▶ **Brief**
Everything from the line containing "Can you find the cloudy" to the final line of the records below should be given again exactly, and nothing else.

● ● ● ●

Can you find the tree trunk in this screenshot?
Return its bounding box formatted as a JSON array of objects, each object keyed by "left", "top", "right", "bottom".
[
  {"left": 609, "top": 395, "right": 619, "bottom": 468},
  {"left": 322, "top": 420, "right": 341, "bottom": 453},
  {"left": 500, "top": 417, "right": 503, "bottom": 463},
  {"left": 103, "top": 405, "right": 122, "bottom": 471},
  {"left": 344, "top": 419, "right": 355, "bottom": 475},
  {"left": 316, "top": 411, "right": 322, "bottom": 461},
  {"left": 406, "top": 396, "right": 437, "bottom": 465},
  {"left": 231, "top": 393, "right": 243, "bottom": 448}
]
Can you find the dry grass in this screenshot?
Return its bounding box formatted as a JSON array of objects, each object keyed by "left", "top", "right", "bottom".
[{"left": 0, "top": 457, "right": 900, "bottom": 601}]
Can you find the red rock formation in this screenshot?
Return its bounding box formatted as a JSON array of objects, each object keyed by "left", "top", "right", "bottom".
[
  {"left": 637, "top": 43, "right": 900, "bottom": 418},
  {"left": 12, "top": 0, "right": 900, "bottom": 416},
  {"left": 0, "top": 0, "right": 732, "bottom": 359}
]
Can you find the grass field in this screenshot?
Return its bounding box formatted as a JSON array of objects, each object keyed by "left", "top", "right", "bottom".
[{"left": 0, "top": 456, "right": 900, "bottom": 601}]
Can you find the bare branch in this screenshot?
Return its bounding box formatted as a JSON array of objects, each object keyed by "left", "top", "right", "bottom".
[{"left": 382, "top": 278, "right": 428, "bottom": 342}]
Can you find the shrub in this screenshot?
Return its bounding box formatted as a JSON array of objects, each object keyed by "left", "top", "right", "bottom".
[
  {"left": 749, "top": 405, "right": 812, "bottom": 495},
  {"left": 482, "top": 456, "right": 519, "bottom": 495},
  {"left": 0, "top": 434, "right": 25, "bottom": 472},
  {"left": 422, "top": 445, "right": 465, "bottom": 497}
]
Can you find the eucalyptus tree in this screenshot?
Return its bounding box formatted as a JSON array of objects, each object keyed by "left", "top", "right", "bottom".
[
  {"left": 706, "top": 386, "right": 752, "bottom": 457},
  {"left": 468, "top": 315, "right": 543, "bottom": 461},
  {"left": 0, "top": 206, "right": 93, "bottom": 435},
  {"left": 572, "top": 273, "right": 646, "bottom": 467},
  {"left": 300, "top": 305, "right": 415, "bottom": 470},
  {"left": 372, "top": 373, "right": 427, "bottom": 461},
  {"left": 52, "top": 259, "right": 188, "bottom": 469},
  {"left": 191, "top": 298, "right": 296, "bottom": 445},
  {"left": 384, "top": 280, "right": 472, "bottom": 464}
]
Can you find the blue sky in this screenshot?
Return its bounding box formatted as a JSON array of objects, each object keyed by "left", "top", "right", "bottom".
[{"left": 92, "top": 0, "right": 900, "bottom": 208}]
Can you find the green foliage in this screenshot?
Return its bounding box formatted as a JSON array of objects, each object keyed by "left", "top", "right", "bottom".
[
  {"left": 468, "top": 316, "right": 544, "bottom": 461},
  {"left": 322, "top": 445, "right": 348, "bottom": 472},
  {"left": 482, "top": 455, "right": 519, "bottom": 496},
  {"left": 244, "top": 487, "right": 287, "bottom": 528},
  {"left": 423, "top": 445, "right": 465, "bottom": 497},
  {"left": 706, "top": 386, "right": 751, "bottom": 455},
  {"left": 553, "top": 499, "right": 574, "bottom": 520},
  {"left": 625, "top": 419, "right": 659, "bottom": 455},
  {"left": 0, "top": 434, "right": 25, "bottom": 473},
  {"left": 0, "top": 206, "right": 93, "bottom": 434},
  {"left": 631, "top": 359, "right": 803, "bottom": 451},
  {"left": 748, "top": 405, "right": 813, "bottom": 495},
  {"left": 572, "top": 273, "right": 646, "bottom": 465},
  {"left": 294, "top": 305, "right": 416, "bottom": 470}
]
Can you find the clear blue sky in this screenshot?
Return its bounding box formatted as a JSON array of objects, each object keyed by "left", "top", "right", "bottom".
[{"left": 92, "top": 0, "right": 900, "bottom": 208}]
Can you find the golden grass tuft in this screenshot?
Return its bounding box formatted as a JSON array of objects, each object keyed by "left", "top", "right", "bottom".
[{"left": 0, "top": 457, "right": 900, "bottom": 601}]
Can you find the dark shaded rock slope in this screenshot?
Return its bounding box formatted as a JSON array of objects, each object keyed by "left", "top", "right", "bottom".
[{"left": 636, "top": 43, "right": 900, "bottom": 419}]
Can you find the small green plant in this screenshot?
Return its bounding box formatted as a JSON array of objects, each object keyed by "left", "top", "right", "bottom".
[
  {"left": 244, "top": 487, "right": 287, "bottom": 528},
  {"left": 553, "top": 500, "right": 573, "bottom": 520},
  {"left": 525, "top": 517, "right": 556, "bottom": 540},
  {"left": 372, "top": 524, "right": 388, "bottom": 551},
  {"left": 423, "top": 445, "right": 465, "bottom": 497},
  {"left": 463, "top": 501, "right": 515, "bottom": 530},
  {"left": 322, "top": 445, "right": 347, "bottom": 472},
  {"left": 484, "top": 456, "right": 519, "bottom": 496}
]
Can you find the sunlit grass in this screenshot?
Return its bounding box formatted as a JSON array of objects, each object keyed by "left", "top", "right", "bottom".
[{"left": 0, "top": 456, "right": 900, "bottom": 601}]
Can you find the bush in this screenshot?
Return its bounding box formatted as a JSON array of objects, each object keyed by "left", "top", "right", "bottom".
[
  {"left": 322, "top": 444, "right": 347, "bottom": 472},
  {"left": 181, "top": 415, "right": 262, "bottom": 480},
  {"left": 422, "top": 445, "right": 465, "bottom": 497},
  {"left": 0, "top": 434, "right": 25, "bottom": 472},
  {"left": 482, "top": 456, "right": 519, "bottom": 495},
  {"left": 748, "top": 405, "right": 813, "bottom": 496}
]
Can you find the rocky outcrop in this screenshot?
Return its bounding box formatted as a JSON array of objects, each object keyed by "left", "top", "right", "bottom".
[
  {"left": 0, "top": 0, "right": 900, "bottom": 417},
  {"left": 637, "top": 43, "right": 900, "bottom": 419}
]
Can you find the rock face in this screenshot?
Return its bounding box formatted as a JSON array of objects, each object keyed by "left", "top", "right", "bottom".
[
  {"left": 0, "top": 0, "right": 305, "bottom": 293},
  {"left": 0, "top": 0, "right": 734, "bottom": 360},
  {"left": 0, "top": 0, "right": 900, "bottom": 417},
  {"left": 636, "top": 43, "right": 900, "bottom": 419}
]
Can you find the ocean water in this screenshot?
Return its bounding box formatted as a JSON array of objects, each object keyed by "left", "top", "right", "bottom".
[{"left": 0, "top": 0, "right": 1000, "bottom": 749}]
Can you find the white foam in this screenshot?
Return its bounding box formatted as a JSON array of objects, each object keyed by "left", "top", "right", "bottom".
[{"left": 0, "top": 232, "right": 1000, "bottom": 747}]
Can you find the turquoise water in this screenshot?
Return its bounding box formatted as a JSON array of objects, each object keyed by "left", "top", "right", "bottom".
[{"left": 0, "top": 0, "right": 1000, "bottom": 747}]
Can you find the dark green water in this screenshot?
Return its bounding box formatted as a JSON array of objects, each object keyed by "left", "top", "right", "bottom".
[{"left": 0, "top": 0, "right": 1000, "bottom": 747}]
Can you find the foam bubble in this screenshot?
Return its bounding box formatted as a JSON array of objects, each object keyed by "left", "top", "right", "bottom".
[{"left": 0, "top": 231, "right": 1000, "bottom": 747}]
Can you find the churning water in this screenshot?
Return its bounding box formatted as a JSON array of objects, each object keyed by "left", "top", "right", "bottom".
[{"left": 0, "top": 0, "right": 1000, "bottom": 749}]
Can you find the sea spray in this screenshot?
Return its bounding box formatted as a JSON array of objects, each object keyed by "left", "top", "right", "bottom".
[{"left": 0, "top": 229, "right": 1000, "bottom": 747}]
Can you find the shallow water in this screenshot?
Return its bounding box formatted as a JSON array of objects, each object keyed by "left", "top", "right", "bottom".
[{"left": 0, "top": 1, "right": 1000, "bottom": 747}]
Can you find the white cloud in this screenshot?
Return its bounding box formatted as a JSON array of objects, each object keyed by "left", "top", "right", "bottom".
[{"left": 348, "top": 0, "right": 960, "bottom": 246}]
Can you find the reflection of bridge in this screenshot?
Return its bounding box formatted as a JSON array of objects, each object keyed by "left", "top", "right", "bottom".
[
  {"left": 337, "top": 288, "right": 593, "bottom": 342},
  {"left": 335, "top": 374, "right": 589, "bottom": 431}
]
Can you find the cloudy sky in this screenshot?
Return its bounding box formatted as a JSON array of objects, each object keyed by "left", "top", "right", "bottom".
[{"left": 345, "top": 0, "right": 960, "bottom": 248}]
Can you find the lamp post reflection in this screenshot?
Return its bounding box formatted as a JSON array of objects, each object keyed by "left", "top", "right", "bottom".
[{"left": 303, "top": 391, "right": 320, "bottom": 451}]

● ● ● ●

▶ **Output of the exercise**
Can you find the cloudy sky in this screenshot?
Return its bounding box formatted as a JSON array of objects, each object keyed by "left", "top", "right", "bottom".
[{"left": 345, "top": 0, "right": 960, "bottom": 248}]
Can you find the lamp post reflection in this screenshot?
Return its bounding box formatted as a JSON array of objects, each object keyed by "left", "top", "right", "bottom".
[{"left": 303, "top": 391, "right": 320, "bottom": 451}]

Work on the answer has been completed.